Exercise data section start

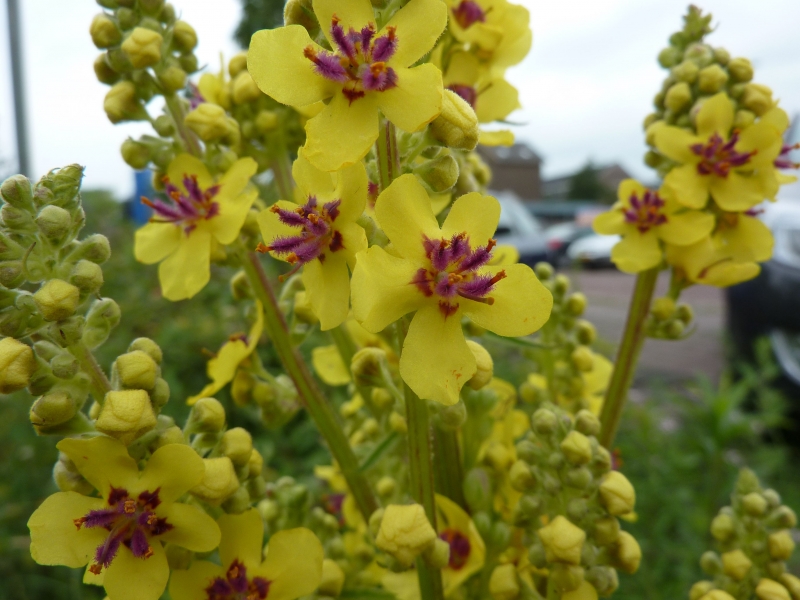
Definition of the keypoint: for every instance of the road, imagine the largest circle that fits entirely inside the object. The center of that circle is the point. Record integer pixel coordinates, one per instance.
(609, 292)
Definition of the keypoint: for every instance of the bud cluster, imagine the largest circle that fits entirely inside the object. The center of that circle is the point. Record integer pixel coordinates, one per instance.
(754, 540)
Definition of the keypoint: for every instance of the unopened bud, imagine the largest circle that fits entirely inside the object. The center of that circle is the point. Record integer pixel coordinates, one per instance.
(104, 31)
(457, 125)
(17, 364)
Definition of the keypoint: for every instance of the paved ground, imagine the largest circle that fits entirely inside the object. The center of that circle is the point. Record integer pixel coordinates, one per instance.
(609, 292)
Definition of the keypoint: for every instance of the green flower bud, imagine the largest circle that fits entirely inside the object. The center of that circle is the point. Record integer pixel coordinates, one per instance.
(57, 300)
(457, 125)
(55, 408)
(136, 370)
(439, 174)
(17, 191)
(740, 69)
(17, 365)
(121, 103)
(86, 276)
(104, 31)
(678, 97)
(184, 37)
(143, 47)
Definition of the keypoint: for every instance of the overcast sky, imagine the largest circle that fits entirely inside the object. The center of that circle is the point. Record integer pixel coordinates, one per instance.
(586, 85)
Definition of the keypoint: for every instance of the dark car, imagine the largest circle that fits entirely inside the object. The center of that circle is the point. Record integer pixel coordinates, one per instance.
(769, 305)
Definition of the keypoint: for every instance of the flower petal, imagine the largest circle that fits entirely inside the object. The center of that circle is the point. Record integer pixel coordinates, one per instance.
(277, 64)
(191, 584)
(685, 185)
(417, 99)
(342, 133)
(521, 303)
(54, 538)
(474, 214)
(186, 164)
(131, 578)
(686, 228)
(328, 287)
(173, 469)
(103, 462)
(192, 528)
(155, 241)
(417, 25)
(293, 564)
(242, 538)
(187, 270)
(382, 289)
(405, 214)
(637, 252)
(715, 116)
(436, 361)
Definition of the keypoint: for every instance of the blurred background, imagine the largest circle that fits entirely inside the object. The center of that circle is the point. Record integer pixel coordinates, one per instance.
(725, 397)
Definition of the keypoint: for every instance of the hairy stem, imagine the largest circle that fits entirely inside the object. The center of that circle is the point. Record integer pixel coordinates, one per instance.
(315, 403)
(627, 356)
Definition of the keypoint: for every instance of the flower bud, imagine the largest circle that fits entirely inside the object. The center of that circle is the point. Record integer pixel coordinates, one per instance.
(735, 564)
(207, 416)
(52, 409)
(712, 79)
(143, 47)
(485, 366)
(57, 300)
(740, 69)
(184, 37)
(627, 553)
(617, 494)
(237, 444)
(578, 450)
(136, 370)
(781, 545)
(678, 97)
(126, 415)
(121, 103)
(457, 125)
(768, 589)
(439, 174)
(332, 580)
(405, 532)
(562, 541)
(17, 365)
(208, 121)
(104, 31)
(245, 89)
(219, 481)
(503, 583)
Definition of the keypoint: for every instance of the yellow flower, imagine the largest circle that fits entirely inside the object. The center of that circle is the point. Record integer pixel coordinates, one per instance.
(121, 533)
(203, 212)
(645, 218)
(320, 235)
(368, 71)
(222, 368)
(442, 274)
(735, 168)
(292, 567)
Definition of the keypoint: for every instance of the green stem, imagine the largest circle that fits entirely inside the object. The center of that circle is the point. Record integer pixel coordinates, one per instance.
(420, 459)
(388, 155)
(627, 356)
(98, 382)
(315, 403)
(449, 471)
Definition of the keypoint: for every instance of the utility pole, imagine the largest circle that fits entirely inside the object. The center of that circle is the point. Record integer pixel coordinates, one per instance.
(20, 116)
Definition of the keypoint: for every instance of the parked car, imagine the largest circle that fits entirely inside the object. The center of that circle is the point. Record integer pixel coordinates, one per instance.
(768, 304)
(559, 237)
(593, 251)
(519, 229)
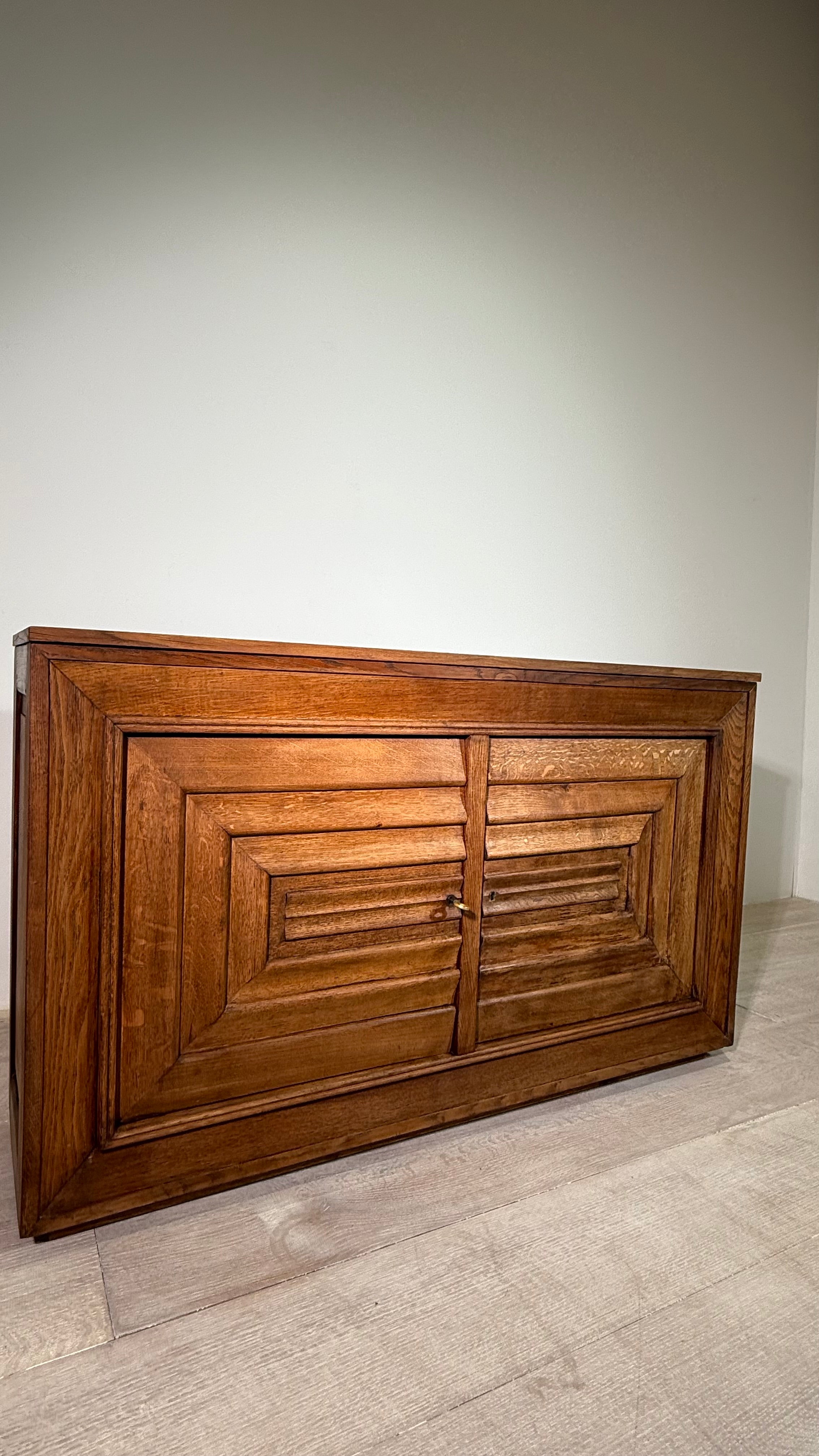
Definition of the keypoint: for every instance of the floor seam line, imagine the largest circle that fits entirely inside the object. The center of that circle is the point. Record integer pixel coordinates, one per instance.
(582, 1344)
(394, 1244)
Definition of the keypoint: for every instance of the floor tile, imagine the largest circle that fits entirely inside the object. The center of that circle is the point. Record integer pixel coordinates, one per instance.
(356, 1353)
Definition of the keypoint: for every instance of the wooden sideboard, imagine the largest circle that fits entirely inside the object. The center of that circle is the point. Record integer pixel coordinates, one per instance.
(273, 903)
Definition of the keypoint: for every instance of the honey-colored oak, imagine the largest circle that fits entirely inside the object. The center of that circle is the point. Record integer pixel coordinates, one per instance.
(273, 903)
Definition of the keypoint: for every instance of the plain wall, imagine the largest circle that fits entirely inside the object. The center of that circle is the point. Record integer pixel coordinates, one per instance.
(476, 327)
(808, 861)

Exercise data section end

• **Required work**
Repeat exactly the lines above, starting with the line that contains "Definition of the keypoint: for every instance of the plain" and ending with the last line, both included, and nothing else.

• **Result of this exercise**
Definition of the keypoint: for every instance of the plain wall, imagine the largest circle that fits entirely inside the object. The center of that circle is the point. Record integer pixel coordinates, one per instance.
(476, 327)
(808, 861)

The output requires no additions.